## WHAT YOU NEED TO DO
Copy out all the records, word for word.

## RECORDS TO USE
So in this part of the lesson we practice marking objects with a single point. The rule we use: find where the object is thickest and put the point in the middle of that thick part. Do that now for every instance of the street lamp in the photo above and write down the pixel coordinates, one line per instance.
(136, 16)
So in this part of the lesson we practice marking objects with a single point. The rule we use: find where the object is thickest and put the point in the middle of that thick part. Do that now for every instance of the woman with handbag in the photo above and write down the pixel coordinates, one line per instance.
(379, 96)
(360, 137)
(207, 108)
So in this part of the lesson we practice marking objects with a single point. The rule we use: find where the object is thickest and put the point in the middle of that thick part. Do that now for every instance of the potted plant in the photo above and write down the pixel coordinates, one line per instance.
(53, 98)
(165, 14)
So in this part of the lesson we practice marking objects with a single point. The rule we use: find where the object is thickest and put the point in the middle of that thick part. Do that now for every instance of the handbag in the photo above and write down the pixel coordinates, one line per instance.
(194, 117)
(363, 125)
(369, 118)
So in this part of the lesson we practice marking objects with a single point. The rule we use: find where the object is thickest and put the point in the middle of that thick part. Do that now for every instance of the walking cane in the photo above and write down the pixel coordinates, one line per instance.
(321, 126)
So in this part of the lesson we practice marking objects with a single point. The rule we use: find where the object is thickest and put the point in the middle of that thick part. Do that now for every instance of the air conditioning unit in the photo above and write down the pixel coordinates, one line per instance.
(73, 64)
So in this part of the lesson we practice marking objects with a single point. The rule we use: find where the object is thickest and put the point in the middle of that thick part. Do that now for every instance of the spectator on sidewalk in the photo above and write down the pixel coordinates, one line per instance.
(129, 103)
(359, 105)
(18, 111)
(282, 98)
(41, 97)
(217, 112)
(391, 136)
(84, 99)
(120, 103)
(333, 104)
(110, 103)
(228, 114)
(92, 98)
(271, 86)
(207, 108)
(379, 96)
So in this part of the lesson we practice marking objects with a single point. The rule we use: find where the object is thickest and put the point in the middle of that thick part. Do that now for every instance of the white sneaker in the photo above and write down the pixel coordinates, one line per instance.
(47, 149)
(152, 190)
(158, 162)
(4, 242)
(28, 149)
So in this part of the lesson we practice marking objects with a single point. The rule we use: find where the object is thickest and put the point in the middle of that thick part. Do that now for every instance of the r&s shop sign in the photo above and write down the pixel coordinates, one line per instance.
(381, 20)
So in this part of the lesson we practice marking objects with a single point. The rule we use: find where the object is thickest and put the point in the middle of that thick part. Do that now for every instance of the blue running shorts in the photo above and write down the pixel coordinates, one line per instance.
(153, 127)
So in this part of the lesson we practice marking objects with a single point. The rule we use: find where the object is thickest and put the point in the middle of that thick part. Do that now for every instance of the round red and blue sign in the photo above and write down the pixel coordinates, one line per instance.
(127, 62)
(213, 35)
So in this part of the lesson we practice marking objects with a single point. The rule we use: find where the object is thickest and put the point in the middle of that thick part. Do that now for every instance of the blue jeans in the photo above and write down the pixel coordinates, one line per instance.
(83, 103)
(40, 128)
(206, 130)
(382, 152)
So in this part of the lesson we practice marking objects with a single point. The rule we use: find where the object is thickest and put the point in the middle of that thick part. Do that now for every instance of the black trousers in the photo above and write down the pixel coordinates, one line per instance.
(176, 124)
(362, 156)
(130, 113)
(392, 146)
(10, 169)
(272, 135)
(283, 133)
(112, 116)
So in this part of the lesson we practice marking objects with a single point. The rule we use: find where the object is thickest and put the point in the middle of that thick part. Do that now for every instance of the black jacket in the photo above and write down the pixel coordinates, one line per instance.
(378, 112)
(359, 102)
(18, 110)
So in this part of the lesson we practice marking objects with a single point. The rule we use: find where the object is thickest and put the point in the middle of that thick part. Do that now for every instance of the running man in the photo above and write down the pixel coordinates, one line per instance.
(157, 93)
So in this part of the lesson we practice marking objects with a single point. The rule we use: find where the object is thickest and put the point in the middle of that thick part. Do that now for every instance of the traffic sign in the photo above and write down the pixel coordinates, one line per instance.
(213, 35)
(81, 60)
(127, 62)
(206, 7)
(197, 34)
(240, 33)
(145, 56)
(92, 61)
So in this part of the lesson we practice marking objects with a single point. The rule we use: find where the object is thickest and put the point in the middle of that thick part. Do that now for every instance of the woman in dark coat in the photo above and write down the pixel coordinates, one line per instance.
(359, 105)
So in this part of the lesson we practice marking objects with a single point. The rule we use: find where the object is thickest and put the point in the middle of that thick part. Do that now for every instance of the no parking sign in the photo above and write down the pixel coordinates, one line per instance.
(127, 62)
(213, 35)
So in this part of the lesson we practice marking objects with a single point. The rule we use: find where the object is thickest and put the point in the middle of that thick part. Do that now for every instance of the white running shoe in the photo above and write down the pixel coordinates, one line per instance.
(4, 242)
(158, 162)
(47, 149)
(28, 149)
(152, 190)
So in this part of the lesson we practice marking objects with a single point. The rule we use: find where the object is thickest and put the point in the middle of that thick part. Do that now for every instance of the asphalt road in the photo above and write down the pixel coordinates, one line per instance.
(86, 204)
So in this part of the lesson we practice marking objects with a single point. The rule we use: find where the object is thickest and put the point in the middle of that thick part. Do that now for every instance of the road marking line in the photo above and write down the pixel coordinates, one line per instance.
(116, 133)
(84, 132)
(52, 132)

## WORKED SOLUTION
So in this part of the lesson we practice marking objects with a single point. The rule we use: find where the object is thickest and put the point in the middle of that thick part. Do that now for every instance of the street lamp in the photo above and write down the pixel coordinates, one line per instance.
(136, 16)
So in this part of the lesson we practice marking objects with a single point. The rule we use: find where the object is thickest and put the point in the middle of that thick part. Do that now for every instance of the woman with handbag in the photo above and write down the pixel coordinates, one line per instance.
(379, 96)
(360, 137)
(207, 108)
So in this part of the lesson we practice marking objects with a single point. The rule we use: find where the object is thickest and put the point in the middle of that thick part. Do that now for every instance of the potted plant in the photo above and write down the pixel coordinates, one line per instance.
(53, 98)
(165, 14)
So in this part of the lesson we practice marking objects with a single point. The rule we use: find where the object is thickest and put the point in the middle of that thick part. Do that now for every instance of the handbag in the photo above and write down the pixel coordinates, one line per instance.
(194, 117)
(363, 125)
(369, 118)
So in this part of the lesson we practice marking objects with a single point. The rule we use: find where the object is thickest and put the point in the middle of that thick part. Do that now for every instance of the walking cane in the photo above and write down the pixel coordinates, one line per instance.
(321, 126)
So in this part of the lesson we practice marking objects with a single point. The rule we use: find where the object is thickest and put the point in the middle of that thick part. Do that now for every instance of the air conditioning unit in the photo above and write down the pixel coordinates, one line per instance.
(73, 64)
So in this part of the lesson we practice marking objects with a single point. The rule we use: find where the object is thickest and put the point in the middle of that thick part. Do that now for every instance of the spectator on sidewalk in the photo above and write down the pixel coordinates, one line per instance.
(129, 103)
(359, 105)
(18, 111)
(282, 98)
(41, 97)
(217, 112)
(391, 136)
(84, 99)
(120, 103)
(333, 104)
(110, 103)
(228, 114)
(92, 98)
(271, 86)
(207, 108)
(379, 96)
So in this part of the lesson we practice marking objects with a single point. The rule we use: find where the object is thickest and put the point in the middle of that thick part. Do that now for every instance of the white sneaker in the photo above and write down the pixel coordinates, one line per instance.
(47, 149)
(152, 190)
(158, 162)
(4, 242)
(28, 149)
So in this part of the lesson we practice marking objects with a single point. The rule we use: find where the object is thickest and put the point in the middle of that thick part. Do that now for every instance of the r&s shop sign in the photo above and write down the pixel coordinates, one line per instance.
(381, 20)
So in this part of the lesson we practice marking objects with a single point. The rule we use: find where the object is thickest and put the point in the middle of that thick part. Do that now for every instance of the blue running shorts in the photo above and write down the pixel coordinates, one line per instance.
(153, 127)
So in this part of the lesson we practice marking objects with a single point. The rule we use: find where the object is thickest and put the point in the middle of that thick part. Do that now for every instance of the round red and blue sign in the photo above and write down the pixel coordinates, one line per instance.
(127, 62)
(213, 35)
So in this part of the lesson we practice marking objects with a single point. The rule we use: find where the object is thickest and put the point in the middle of that thick part. Do that now for every instance of the blue jeans in the photo above and write down the pixel coordinates, one line per instance.
(83, 103)
(40, 128)
(206, 130)
(382, 152)
So in this part of the lesson we practice marking objects with a single point. The rule we use: find where the object is thickest and put the point in the middle of that thick part. Do that now for every instance of the black trousers in the photo above and write down the pixel coordinates, one line per instance.
(176, 124)
(362, 156)
(130, 113)
(392, 146)
(10, 169)
(272, 135)
(283, 133)
(112, 116)
So in this part of the lesson we practice marking objects with a single point. The rule we use: find where the object is thickest and put the point in the middle of that thick part. Do that now for every instance of the black jacket in the photo above and write down the pixel coordinates, one line per instance.
(378, 112)
(359, 102)
(18, 110)
So in this part of the lesson we practice marking objects with a single point. The rule we use: find where the object is thickest and put the point in the middle of that thick part. Do that now for every instance of the running man in the photo above and write down the pixel coordinates, one line per instance.
(157, 93)
So in this part of the lesson we practice marking objects with a single point. The rule we use: find where the object is thickest and put the point in the middle of that thick part. Do that now for every instance of the traffic sign in the photo above and write down the pixel coordinates, one line per instance.
(213, 35)
(81, 60)
(127, 62)
(206, 7)
(197, 34)
(240, 33)
(145, 56)
(92, 61)
So in this part of the lesson we practice marking objects with a single point. The rule we use: find where the object is thickest and put the point in the middle of that thick part. Do that now for every instance of the woman in dark coat in the photo above and write down the pixel coordinates, one line per instance.
(359, 105)
So in this part of the lesson we practice marking objects with a single point. The rule we use: find where the object is thickest and put the point in the middle of that thick part. Do that now for every instance of the no parking sign in the photo above and write down the pixel coordinates, one line per instance.
(127, 62)
(213, 35)
So in this part of the lesson we practice marking objects with a single point. The rule we use: find where the object is thickest and put the point in the middle of that thick part. Do that now for every instance of the white running shoe in the photo above and write down the pixel coordinates, one line per instance.
(4, 242)
(158, 162)
(47, 149)
(28, 149)
(152, 190)
So in this part of the lesson we practice marking objects with a single point. The rule we use: find where the object is thickest and put the point in the middle of that thick part. Do that now for every instance of the asphalt road in the photo above and write down the pixel coordinates, one line per instance.
(86, 204)
So in this part of the lesson we practice marking objects with a single point. The rule we use: find where the object is thickest and put the point in the middle of that thick part. Do that now for every instance of the road marking line in the photo above and write down the pixel coordinates, one line per instance.
(116, 133)
(84, 132)
(52, 132)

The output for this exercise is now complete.